_İstenenler_:
[1] Aşağıdaki alıntıya göre şu üç ifade doğru mu: (a) Bakanlığın araştırmasının adı "Müslüman Gençlerin Dünyası"dır; (b) çalışma yaklaşık beş yüz sayfadır; (c) gençlerin yüzde 60'ı mevcut politikanın Müslümanları dışladığını düşünmektedir? Her biri için evet ya da hayır deyin ve alıntıdaki belirleyici sözleri aynen aktarın.
[2] Aşağıdaki alıntıda geçen "Kaldı ki, Avrupa’nın hakim kültürü ile ilgili olarak bilim adamlarının yaptıkları bir tarif de henüz mevcut değil." cümlesini İngilizceye çevirin.
[3] Aşağıdaki alıntıya dayanarak şu soruları yanıtlayın:
(a) Almanya federal hükümeti araştırmaları hangi maksatla yaptırıyor?
(b) Bakanın adı nedir?
(c) Müslümanların istek ve beklentileri hangi çerçevede karşılanacak şeylerdir?

_Alıntı_:

- - -

Almanya’daki Müslüman gençler ve bir skandal…

Almanya federal hükümeti politika belirlemek ve halkın problemlerini tesbit maksadıyla zaman zaman araştırmalar yaptırıyor.

Sınıf, cinsiyet, ırk ve kültür ayrımı yapılmaksızın takip edilen çalışmalar, neticeleri itibariyle raporlar ve kitapçılar halinde yayınlanıyor. Avrupa’nın diğer ülkelerinde de yapılan bu çalışmaların taaccüp edilecek bir yanı yok… Yalnız… Federal  içişleri Bakanlığının “Müslüman Gençlerin Dünyası” isimli araştırmasında bazı tuhaflıklar var. Sezar’ın hakkını Sezar’a vermek gerekiyor. Bakan Hans-Peter Friedrich selefine nazaran daha demokrat, hürriyetperver ve insana değer veren biri… Fakat çalışmayı oluşturan temel unsurları bilemediklerini yedi yüz küsûr sayfalık çalışmanın satır aralarında görüyoruz. Kur’ânî İslâmiyeti, İslâmî kültürü, İslâmî gelenekleri ve gençlerin içinden çıktıkları milletlerin özelliklerini bilmeden veya o unsurları nazar-ı dikkate almadan yapılacak çalışmaların ve takip edilecek müşahedelerin hükümetlerin politikalarına yardımcı olamayacaklarını ilgililerin bilmesi lâzımdı. Başbakanın eski sosyalistlerin idaresini tedaî ettiren “Leit kultur politikasının” insan onuruyla tenakuz teşkil ettiğini biliyoruz. Kaldı ki, Avrupa’nın hakim kültürü ile ilgili olarak bilim adamlarının yaptıkları bir tarif de henüz mevcut değil.

DİNÎ CEMAATLER VE GENÇLERİMİZ!

Bakanlığın çalışmasına göre gençlerimizin yüzde 40’ı mevcut politikanın Müslümanları dışladığını düşünüyormuş. Neredeyse yarısına yakını… Hükümetin din ve vicdan hürriyeti, hayatı doğru yaşama ve insan haysiyetini dikkate alma politikalarını tenkit eden gençlerin durumu, mevcut politikalardaki arızayı gösteriyor… Şayet gençlerin meseleleri anlayamama durumu varsa, o istikamette çalışmalar yapılmalı… Yok, eğer gençlerin ortaya koydukları müşahhas örneklerle hükümetin yanlışları görünüyorsa, hükümet bilhassa insana yönelik politikasını yeniden gözden geçirmelidir. İnsana yönelik, diyoruz… Zira Müslümanların istek ve beklentileri “İnsaniyet” çerçevesinde karşılanacak şeylerdir.

- - -

(Veri kayıtları)

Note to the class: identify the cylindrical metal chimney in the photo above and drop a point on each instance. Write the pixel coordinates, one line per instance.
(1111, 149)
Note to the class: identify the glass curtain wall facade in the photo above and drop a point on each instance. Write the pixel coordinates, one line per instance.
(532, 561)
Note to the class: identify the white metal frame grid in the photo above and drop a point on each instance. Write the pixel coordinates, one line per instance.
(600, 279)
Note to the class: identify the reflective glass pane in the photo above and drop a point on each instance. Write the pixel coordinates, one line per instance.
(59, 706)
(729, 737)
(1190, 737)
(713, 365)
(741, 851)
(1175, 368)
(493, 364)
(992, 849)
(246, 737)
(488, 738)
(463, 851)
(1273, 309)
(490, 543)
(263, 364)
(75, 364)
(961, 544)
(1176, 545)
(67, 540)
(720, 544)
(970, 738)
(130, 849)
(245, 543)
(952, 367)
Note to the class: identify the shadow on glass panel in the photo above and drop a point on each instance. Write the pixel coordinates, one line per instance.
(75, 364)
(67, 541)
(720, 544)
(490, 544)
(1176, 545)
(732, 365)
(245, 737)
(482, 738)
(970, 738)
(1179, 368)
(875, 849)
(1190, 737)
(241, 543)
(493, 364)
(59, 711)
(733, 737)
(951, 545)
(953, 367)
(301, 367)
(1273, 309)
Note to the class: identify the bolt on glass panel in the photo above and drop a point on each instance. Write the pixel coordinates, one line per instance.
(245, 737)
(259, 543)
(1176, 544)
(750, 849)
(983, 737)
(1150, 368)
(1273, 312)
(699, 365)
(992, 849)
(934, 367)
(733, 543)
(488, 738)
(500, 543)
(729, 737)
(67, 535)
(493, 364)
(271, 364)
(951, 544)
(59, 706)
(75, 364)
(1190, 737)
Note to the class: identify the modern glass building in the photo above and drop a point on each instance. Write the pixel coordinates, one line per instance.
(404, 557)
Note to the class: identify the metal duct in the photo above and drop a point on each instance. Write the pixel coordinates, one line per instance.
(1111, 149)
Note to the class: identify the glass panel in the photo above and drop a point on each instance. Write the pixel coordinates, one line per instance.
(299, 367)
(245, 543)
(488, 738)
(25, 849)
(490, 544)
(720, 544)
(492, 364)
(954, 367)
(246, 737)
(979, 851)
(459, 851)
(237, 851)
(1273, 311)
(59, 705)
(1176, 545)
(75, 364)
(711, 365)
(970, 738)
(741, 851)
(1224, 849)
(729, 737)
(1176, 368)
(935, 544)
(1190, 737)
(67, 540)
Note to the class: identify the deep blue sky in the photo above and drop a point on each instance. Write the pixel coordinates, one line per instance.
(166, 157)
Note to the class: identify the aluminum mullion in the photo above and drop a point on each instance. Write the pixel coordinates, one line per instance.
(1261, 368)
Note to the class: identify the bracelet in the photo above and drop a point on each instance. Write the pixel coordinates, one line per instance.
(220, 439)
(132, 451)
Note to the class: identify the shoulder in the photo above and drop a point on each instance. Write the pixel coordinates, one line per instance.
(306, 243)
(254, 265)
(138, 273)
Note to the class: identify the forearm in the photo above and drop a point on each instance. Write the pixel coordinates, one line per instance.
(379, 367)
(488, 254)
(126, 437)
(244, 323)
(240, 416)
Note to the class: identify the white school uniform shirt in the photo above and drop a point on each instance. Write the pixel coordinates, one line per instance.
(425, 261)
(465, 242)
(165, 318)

- - -

_Verilen Yanıtlar_:
[1]
(a) Evet: «“Müslüman Gençlerin Dünyası” isimli araştırmasında»
(b) Hayır: «yedi yüz küsûr sayfalık çalışmanın»
(c) Hayır: «gençlerimizin yüzde 40’ı mevcut politikanın Müslümanları dışladığını düşünüyormuş»

[2] Moreover, there is as yet no definition made by scholars regarding Europe's dominant culture.

[3]
(a) Politika belirlemek ve halkın problemlerini tesbit etmek maksadıyla.
(b) Hans-Peter Friedrich.
(c) "İnsaniyet" çerçevesinde.